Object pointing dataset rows
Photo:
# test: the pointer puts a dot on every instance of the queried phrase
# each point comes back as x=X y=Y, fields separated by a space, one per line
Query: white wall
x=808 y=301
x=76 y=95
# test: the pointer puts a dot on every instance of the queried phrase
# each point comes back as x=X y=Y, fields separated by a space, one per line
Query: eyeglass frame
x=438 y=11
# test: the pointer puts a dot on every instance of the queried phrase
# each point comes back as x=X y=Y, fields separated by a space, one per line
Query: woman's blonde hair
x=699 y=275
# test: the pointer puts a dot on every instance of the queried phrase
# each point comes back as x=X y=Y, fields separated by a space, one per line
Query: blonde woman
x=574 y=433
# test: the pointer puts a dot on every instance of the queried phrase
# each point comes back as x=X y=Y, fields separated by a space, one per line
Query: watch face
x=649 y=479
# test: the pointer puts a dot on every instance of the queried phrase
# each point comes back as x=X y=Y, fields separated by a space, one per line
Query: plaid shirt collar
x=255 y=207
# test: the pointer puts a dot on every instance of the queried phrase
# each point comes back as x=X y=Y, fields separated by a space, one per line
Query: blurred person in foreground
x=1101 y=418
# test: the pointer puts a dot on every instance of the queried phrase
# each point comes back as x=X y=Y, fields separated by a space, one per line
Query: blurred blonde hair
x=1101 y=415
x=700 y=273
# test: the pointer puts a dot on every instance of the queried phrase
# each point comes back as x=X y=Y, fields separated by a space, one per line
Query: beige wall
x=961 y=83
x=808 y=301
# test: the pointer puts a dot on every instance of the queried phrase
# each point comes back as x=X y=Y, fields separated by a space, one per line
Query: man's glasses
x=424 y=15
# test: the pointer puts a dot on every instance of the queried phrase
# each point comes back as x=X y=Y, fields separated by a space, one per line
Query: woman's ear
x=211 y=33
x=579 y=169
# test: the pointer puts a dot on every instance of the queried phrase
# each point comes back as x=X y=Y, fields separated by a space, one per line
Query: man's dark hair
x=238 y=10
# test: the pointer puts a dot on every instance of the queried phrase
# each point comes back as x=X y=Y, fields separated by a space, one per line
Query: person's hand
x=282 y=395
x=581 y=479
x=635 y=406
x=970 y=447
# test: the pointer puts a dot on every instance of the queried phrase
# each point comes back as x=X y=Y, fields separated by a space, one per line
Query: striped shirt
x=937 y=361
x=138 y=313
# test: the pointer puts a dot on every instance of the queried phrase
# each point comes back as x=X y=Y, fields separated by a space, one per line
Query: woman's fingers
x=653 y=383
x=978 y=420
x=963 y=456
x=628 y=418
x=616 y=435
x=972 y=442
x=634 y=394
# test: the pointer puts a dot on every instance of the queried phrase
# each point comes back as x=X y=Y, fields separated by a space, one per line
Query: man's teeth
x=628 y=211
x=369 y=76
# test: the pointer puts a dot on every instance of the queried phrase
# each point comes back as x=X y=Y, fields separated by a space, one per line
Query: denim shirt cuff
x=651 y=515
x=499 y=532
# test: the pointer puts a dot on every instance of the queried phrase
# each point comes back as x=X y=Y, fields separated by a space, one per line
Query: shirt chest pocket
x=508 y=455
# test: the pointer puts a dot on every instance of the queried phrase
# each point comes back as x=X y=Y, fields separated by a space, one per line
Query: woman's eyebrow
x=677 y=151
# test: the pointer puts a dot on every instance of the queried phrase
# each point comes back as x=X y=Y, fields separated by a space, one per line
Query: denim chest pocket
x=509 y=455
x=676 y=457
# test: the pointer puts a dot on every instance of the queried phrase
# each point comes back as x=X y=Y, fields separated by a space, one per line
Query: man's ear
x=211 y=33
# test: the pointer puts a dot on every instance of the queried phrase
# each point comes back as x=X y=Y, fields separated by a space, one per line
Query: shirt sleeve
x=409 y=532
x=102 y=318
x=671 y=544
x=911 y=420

* _Given exercise_
Repeat the data verbatim.

* _Exercise response_
Photo:
# test: the pointer puts a dot on every instance of the queried phrase
# each point comes back as x=X y=Y, fields separated by a space, one per line
Query: white wall
x=808 y=301
x=76 y=95
# test: the pointer puts a dot on every instance of the queried phrase
# each point comes back as x=X y=Y, fields separated by a space, one per line
Query: eyeglass frame
x=438 y=11
# test: the pointer puts a dot on every instance of the queried phrase
# each point comes back as x=X y=Y, fields separated by a space, one per line
Query: woman's blonde hair
x=699 y=275
# test: the pointer puts a dot on every instance of the queried phrase
# each point comes back as x=X y=Y, fields separated by a space, one per line
Query: blonde woman
x=574 y=433
# test: the pointer puts a dot on every instance of the queried phrase
# each point comes back as x=X y=Y, fields separated by a space, one per line
Query: watch face
x=649 y=479
# test: the pointer puts a dot on every instance of the queried phrase
# each point comes back as x=X y=Y, fields separated by a space, one per line
Query: plaid shirt collar
x=255 y=207
# test: the pointer puts a dot on every instance of the queried phrase
# each point comes back as x=X y=Y, fields separated by a space, one per line
Query: blurred person in foreground
x=1101 y=418
# test: the pointer puts a dot on every instance of the queried phrase
# each point comes back as x=X y=Y, fields separated by a space, one per line
Query: blurred blonde hair
x=1101 y=415
x=700 y=273
# test: the pointer puts a dot on every instance of the queried phrase
# each point comes back as x=X y=Y, fields separated by a space, one per line
Query: beige wall
x=961 y=83
x=808 y=301
# test: the pointer puts a dot on every instance of the queried phrase
# each point comes back as x=X y=Y, fields separated by a space, one per line
Query: man's glasses
x=424 y=15
# test: the pointer puts a dot on every instance of the queried phrase
# each point comes back as x=X y=Y, fields separated by a space, one per line
Query: woman's ear
x=211 y=33
x=579 y=169
# test: the pointer puts a dot on every instance of the queried phrase
# each point comes back as x=X y=Y, fields separated by a space, one per line
Query: man's dark hair
x=238 y=10
# test: the pointer puts a dot on every instance of the queried phrase
# each point comes back as x=X y=Y, fields separated by a space, one per line
Query: person's hand
x=282 y=395
x=581 y=479
x=635 y=406
x=970 y=447
# test: the pointer puts a dot on every instance of the queried phrase
# each point comes back as x=X y=Y, fields separated by a space, one per line
Query: striped shirt
x=937 y=361
x=138 y=313
# test: the pointer puts a dot on every instance of the queried phrase
# each point comes back as x=X y=Y, fields separated by a space, one per line
Query: woman's fingers
x=653 y=383
x=978 y=420
x=963 y=456
x=628 y=418
x=616 y=435
x=972 y=442
x=634 y=394
# test: the pointer puts a dot on every instance of the queried phrase
# each point comes back as x=X y=Y, fields separated by a space, one per line
Query: man's teeth
x=628 y=211
x=369 y=76
# test: the pointer puts a dot on every instance of the queried phrase
# each point comes back as x=X y=Y, fields separated by a space, one per line
Query: denim shirt cuff
x=651 y=515
x=499 y=532
# test: the pointer puts a dot on every instance of the queried phrase
# each point comes back as x=X y=Y, fields separated by a space, one per line
Query: shirt chest pocket
x=508 y=455
# test: the pointer puts a dot on every instance of the queried phrase
# each point comes back as x=X y=Y, fields separated by a space, one per line
Query: woman's eyebrow
x=677 y=151
# test: the pointer puts a dot on every instance of the queried phrase
# each point comes back as x=X y=Y, fields separated by a space, one per line
Query: denim chest pocket
x=509 y=455
x=676 y=457
# test: the pointer puts a dot on every instance of the queried phrase
# each point comes back as x=X y=Y, fields separated by a space, one per line
Query: man's ear
x=211 y=33
# test: the pointer puts a dot on every instance of the queried phrase
# each point comes back as x=X y=Y, fields separated by a space, one per line
Query: shirt sleeve
x=409 y=532
x=102 y=318
x=671 y=544
x=911 y=420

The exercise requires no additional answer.